## Prompt
Reply with nothing but the number of lines in the data below where the word "yellow" occurs.

====== Records for the task ======

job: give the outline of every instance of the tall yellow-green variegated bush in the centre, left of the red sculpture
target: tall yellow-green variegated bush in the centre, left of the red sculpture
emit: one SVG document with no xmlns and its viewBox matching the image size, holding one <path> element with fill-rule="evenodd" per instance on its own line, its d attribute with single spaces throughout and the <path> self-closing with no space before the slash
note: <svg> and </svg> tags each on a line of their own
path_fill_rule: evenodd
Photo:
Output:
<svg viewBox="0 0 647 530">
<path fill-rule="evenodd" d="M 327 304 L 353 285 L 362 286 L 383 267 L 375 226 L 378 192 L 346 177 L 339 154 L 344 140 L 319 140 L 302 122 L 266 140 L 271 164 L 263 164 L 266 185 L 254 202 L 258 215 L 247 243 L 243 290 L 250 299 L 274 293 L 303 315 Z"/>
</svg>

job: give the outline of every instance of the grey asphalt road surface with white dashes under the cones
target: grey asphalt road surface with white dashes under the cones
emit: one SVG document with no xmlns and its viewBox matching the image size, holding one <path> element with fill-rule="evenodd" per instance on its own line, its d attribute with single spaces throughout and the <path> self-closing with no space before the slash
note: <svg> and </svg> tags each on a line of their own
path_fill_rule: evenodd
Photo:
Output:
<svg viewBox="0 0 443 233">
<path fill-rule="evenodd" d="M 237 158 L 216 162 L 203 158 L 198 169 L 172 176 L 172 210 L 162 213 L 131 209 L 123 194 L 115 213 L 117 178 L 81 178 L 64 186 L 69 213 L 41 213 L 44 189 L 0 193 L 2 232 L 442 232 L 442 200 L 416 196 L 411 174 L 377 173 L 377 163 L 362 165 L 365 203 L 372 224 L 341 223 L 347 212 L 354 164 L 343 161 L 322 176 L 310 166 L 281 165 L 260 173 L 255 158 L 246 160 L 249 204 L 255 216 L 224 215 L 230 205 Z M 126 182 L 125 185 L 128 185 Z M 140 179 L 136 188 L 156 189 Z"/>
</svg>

======

## Response
2